In November the organization announced Hawaii’s Department of Education had conducted a review of race and gender bias and religious content in Acellus’ curriculum materials that led to the discontinuation of that state’s use of Acellus materials. The review found discriminatory content and content that promoted religion. Around 80,000 participants (44 percent of Hawaii’s students) were using the materials.
Lower grade materials often depicted girls/women and boys/men in stereotypical jobs. Women were bakers, artists and actors. Men were pilots, police officers, doctors and firefighters. The language itself was also gendered—firemen, policemen, mankind. Books included few girls/women as main characters, and the books that did include them did so in stereotypical ways. Materials with girls and women characters focused on fairies, parties and friendships. Those with boys and men focused on bravery, hard work and heroes. White men comprised the entire canon of literary works.
Racial depictions (or invisibility) were also deeply problematic. A social studies unit on The People of America made only one mention of Indigenous people. Photos of groups of children in social studies materials contained no people of color. A social studies unit on Alaska and Hawaii left out Indigenous Alaskans and Hawaiians save one question about Queen Liliuokalani (whose name the presenter mispronounces in the video material). Social studies content also diminished the experience of enslaved people in the U.S., generalizes and provides incorrect information about Indigenous people, and shows an image of a white child wearing a headband and a feather.

QUESTIONS.
(a) In the passage on the Acellus curriculum review, what share of Hawaii's students were using the materials?
(b) Pick up the passage on the Acellus curriculum review at the point where it stops, and keep writing.
The listing after this has no connection to the passage on the Acellus curriculum review.

RECORDED DATA.

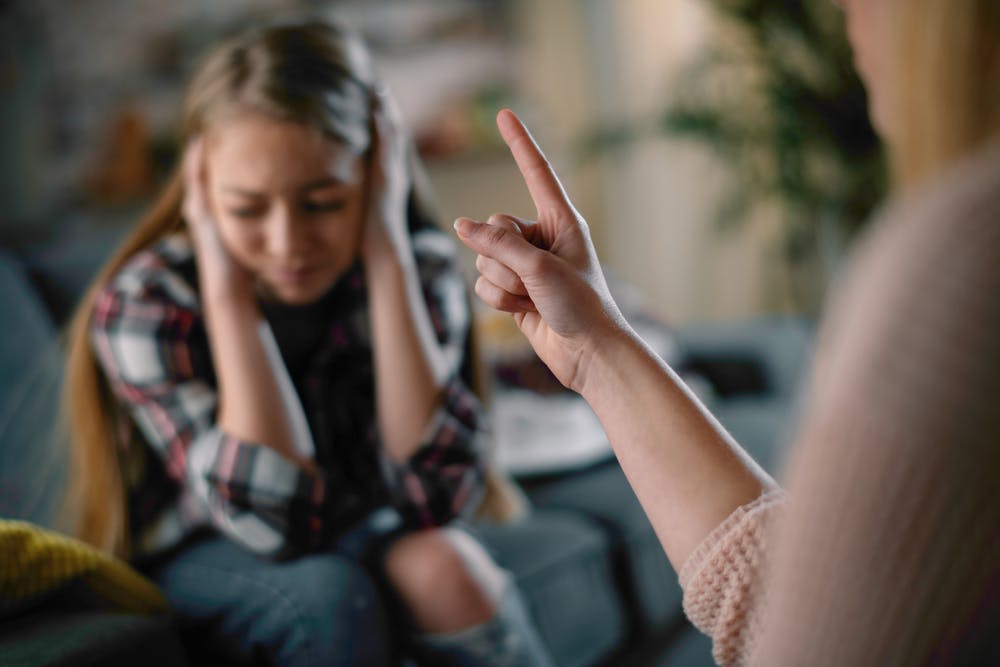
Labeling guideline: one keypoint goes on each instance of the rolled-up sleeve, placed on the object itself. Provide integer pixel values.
(443, 479)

ANSWERS.
(a) About 44 percent, or around 80,000 participants.

(b)
The materials also included unconstitutional religious content. Schools can teach about religion, but they cannot proselytize, teach religion devotionally, teach religious viewpoints as truths, or promote one religion over another or religion over non-religion. The Acellus materials clearly violated these norms throughout their curriculum. For example, one true/false question was “Jesus performed miracles (such as laying his hands on the sick).”
In high school history, the materials presented biblical narratives as history. Whole units were devoted to Abraham and the Covenant, Moses and the Israelites, Solomon’s Temple, Jesus’s Death and Christian Apostles and Churches. The presentation of Jesus of Nazareth was from a decidedly Christian perspective about who he was, and an entire history unit was given to Jesus’s parables and teachings.
The Hawaii Department of Education determined that the curriculum was religious instruction in public schools.
Because many schools have turned to packaged curriculum materials to address the move to online teaching, content has not been scrutinized as it should have been. School leaders and parents should give heightened attention to these materials because they may well be promoting racist and sexist stereotypes and unconstitutional religious viewpoints.
Gill suggested that parents, students or educators who find possibly discriminatory or impermissible religious content in online curriculum materials raise the issue with school districts that might not be aware of the problem and can address it quickly themselves. They can also contact American Atheists to make a report, especially if school districts are not responsive. Gill noted that with the newness of the widespread use of these materials and all the difficulties of the present moment making close examination before adoption unlikely, some problems may not yet be evident. Educators and parents should engage in scrutiny of these materials as much as they can to ensure virtual content does not discriminate or violate First Amendment rights.